── TEXT EXCERPT

Stalin’s Mass Murders

JB Shreve
August 25, 2021 3 mins to read
Reading Time: 2 minutes

In our recent podcast episode Evil Men, from the Never Again…Again – Continuous History of Genocide series, we looked at Mao and Stalin. If evil is measured by a ruler’s death count, no one in history comes close to comparison to the sociopaths Mao and Stalin. Stallin’s mass murders set him apart as uniquely and historically evil.

Stalin did not document his murder with the level of bureaucratic effectiveness that Hitler and the Nazis did. To that end, there is debate on the number killed. The exiled and award-winning author Aleksandr Solzhenitsyn estimated total deaths under Stalin could be as high as 60 million. In the book “Unnatural Deaths in the U.S.S.R.: 1928-1954,” author I.G. Dyadkin estimated the USSR suffered 56 to 62 million “unnatural deaths” during that period, with 34 to 49 million directly linked to Stalin.

Across the Soviet Union, mass graves hold the remains of populations who disappeared during the brutal reign of Stalin. Those who escaped execution were often transported to brutal slave camps where they faced death from exposure, starvation, disease, or new rounds of execution.

────

ACTIVITY LIST »
**A)** List the dangers that the passage on Stalin's mass murders says prisoners in the slave camps faced.
**B)** Extend the passage on Stalin's mass murders, picking up after its final sentence.

── RECORDS PROVIDED

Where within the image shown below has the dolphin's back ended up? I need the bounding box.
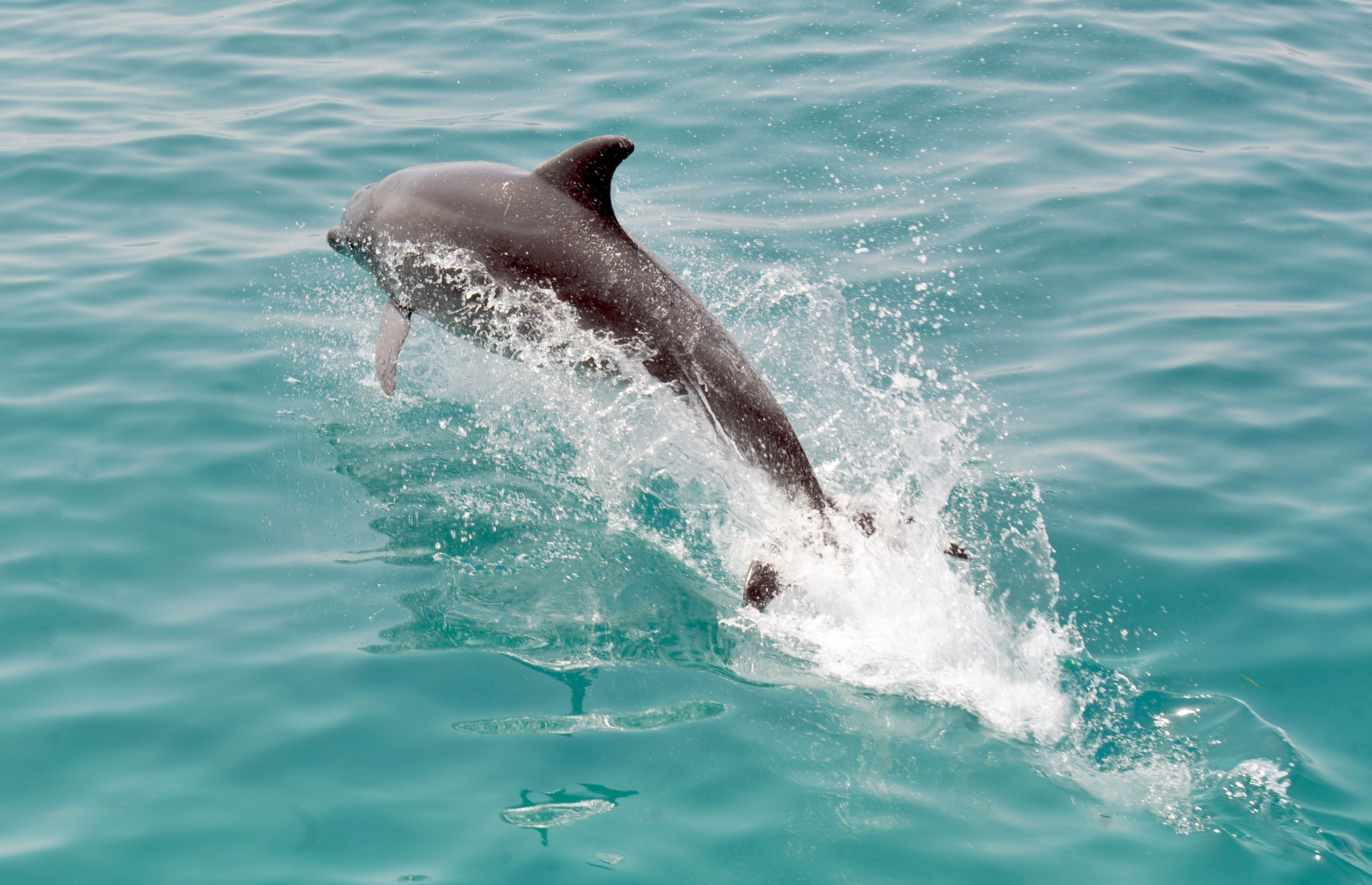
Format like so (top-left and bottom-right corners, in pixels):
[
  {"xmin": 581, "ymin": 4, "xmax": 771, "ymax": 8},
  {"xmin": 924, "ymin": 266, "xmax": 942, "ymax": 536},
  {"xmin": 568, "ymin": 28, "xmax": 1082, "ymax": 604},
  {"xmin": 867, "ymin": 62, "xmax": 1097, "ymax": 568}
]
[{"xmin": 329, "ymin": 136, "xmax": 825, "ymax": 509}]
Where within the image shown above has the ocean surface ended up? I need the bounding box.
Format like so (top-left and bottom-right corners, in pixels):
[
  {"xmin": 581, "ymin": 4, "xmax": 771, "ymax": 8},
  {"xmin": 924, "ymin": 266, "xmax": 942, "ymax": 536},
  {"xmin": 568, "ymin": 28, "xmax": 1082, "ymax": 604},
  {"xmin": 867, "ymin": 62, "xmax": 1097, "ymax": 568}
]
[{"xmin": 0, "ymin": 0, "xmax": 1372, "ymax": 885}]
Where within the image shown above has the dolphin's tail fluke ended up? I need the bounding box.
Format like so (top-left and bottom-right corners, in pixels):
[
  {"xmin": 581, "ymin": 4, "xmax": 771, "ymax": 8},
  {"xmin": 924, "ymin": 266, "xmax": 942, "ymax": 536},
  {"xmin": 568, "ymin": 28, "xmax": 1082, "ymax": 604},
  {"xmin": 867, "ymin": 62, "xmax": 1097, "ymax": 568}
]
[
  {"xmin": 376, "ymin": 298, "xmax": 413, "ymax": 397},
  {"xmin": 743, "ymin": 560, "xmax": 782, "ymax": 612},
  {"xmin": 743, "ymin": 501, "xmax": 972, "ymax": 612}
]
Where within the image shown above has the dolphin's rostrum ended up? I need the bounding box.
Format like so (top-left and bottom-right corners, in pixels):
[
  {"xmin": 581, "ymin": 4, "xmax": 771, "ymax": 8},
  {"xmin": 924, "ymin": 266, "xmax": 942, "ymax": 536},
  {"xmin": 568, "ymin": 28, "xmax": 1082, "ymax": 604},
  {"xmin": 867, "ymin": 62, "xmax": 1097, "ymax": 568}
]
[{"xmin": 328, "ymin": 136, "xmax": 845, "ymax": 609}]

────

TASK RESULTS »
**A)** Exposure, starvation, disease, and new rounds of execution.

**B)**
Stalin assigned political identities to people and then sought to wipe those political classes out. As time went by, the political identities became fluid and easily transitioned to any individual or group that Stalin saw as his enemy.

These numbers do not account for the 20 million dead in the Soviet fight during World War II.

1929-32 Collectivization and De-Kulakization 11 million deaths As Stalin reshaped the Soviet economy and society, he did so with executions as his primary tool. Additionally, he invented a political class called “Kulaks.” The kulaks were the enemies of the Soviet Union, according to Stalin. Who or what was a Kulak? That depended on who Stalin needed to eliminate.
1932-33 Political Famines 7 million deaths To industrialize the Soviet Union, Stalin crashed the agriculture system initiating a massive famine. He then punished the peasants for allowing the famine. Stalin effectively refashioned the nation of Ukraine to a death camp.
1937-38 The Great Terror 1 million deaths To purge the communist party and military of any possible oppositions to Stalin, the evil dictator unleashed the Great Terror. Ironically, many of the leaders and military minds that could have helped when Germany invaded the Soviet Union a short time later were killed by Stalin in the Great Terror.
1939-45 World War II Massacres Exact numbers not known, estimates in hundreds of thousands range While the Soviets experienced enormous losses of life in World War II, there were massacres, far above and beyond ordinary warfare that Stalin also directed.